**READING PASSAGE**

Hawaii Gigas Methylation Analysis Part 3

Revisiting trimming

After I posted this issue, Sam tagged me in another issue. Turns out some WGBS data Hollie received recently had the same issue: mainly a poly-G tail in the second paired read, which causes sequences to fail the per sequence GC content metric. When I reviewed the overrepresented sequences in the first paired reads, I noticed that there were still adapter sequences in these reads! When I mentioned this to Sam at Science Hour, he said that trimgalore and cutadapt usually need to be run twice on a set of samples. This is because only the most abundant primer sequence gets removed the first time, while the remaining adapters get removed the second time. Based on this discussion I decided to:

  • Retrim trim all sequences a second time
  • Manually remove the poly-G tail

I created a new script. For the second round of trimming, the only part of my code that changed was the paths to the files to trim and the directories used. I included code to run multiqc on these files. Next, I set up code to manually trim out poly-G tails, write those files to a different subdirectory, and run multiqc on the files that after three rounds of trimming.

In the meantime, Sam said he’ll contact Zymo since he sent in the sequencing request to begin with! Between him and Hollie, hopefully Zymo can give us more information.

Going forward

  1. Review MultiQC output after trimming
  2. Get more information from Zymo about poly-G tails in samples
  3. Start bismark
  4. Transfer scripts used to a nextflow workflow
  5. Identify methylation analysis framework beyond methylKit
Written on January 15, 2021

**GIVEN MATERIAL**
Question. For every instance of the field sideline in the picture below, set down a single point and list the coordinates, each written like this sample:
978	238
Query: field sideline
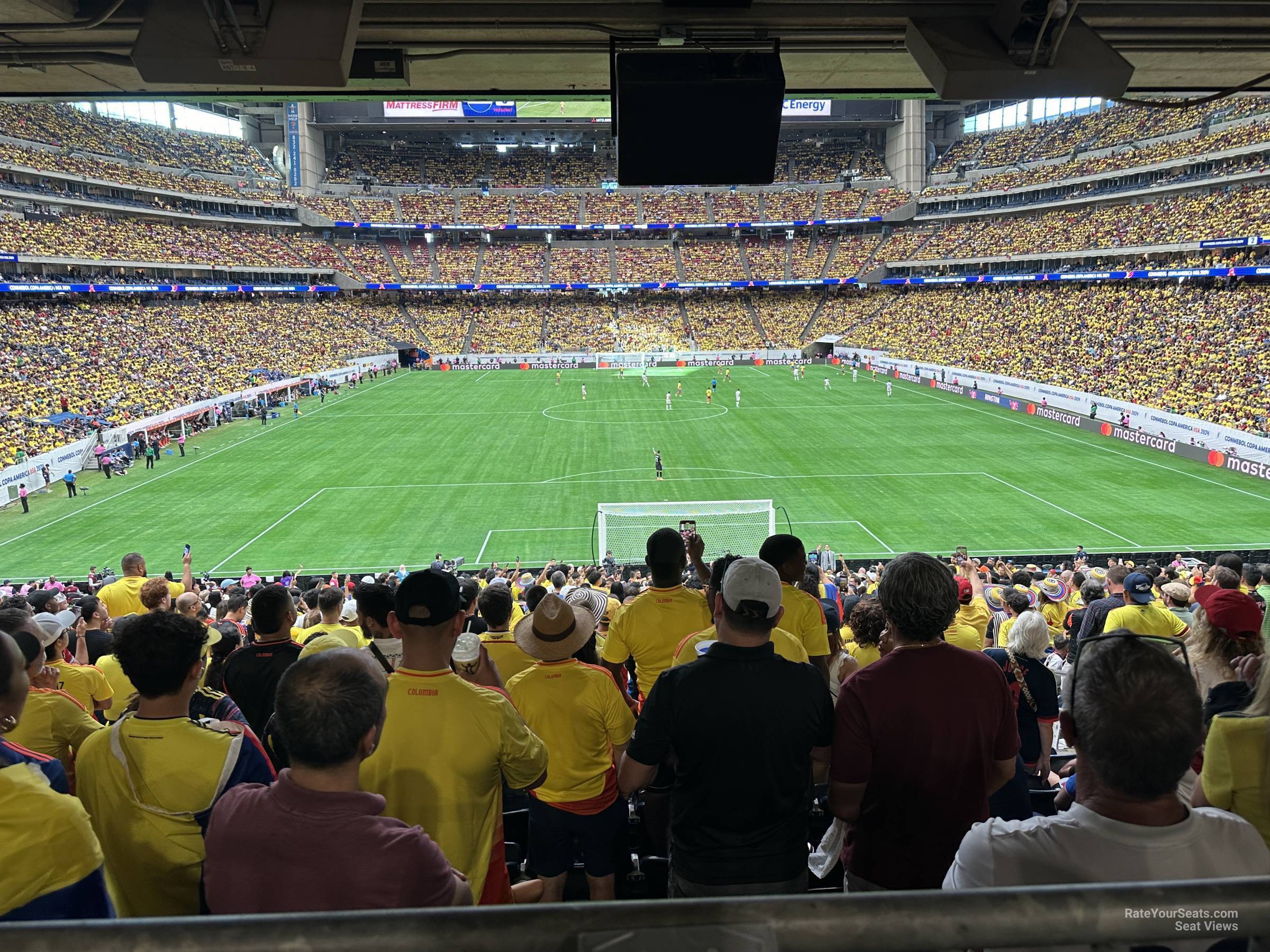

**WHAT YOU ARE ASKED TO DO**
Can you sum up the post on Hawaii Gigas methylation analysis in two sentences? The material has no connection to the post on Hawaii Gigas methylation analysis.

**FINISHED ANSWER**
After finding a poly-G tail in the second paired reads and leftover adapter sequences in the first paired reads, the author decided to trim all sequences a second time and manually remove the poly-G tail, since Sam said trimgalore and cutadapt usually need to be run twice. A new script handles the second round of trimming, removes the poly-G tails and runs multiqc, while Sam plans to contact Zymo for more information.